**What to produce**. Scan the entries below for "blue" and copy each line that holds it.

Information supplied: Begin

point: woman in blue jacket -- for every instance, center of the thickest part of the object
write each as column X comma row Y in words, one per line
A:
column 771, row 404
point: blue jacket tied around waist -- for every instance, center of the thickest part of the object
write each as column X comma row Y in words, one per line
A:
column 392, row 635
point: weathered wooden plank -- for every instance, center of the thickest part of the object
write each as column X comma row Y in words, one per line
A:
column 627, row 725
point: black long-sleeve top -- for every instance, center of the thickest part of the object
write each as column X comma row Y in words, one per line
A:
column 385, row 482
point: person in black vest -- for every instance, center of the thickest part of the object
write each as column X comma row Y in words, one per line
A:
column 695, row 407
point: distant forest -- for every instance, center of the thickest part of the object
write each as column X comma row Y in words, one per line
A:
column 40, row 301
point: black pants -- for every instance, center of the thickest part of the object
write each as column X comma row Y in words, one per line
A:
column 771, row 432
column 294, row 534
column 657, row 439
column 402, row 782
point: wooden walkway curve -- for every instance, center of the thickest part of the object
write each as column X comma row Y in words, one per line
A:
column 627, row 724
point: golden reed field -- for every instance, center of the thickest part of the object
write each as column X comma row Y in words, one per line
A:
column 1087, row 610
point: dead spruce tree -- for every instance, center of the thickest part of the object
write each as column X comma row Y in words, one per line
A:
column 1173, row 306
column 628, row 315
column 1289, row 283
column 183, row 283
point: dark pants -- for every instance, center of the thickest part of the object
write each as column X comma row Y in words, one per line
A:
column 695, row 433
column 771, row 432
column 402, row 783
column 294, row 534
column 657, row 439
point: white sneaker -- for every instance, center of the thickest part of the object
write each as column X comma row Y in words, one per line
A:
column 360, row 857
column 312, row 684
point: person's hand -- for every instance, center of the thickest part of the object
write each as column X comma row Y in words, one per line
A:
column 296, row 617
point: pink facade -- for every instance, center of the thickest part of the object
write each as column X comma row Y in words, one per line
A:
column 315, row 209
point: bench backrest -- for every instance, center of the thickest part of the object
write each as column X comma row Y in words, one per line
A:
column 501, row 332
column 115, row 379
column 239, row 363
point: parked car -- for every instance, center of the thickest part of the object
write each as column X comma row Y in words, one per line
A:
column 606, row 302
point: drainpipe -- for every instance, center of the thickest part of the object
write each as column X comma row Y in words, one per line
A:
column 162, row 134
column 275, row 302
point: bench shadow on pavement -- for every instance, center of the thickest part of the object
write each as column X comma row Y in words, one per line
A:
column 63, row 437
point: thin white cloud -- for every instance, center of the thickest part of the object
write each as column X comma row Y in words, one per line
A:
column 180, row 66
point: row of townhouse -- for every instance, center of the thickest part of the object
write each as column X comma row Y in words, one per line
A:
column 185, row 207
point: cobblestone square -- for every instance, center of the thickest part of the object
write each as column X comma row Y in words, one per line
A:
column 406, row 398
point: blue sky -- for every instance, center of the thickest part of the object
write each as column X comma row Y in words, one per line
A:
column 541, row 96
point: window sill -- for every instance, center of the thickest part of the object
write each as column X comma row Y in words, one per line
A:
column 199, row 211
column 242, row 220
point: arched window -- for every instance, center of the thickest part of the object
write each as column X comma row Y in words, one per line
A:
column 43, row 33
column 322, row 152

Information supplied: End

**Answer box**.
point: woman in blue jacket -- for every instance, center of the thickest part of the object
point: blue jacket tied around waist -- for every instance, center of the thickest part of the object
point: blue sky -- for every instance, center of the thickest part of the object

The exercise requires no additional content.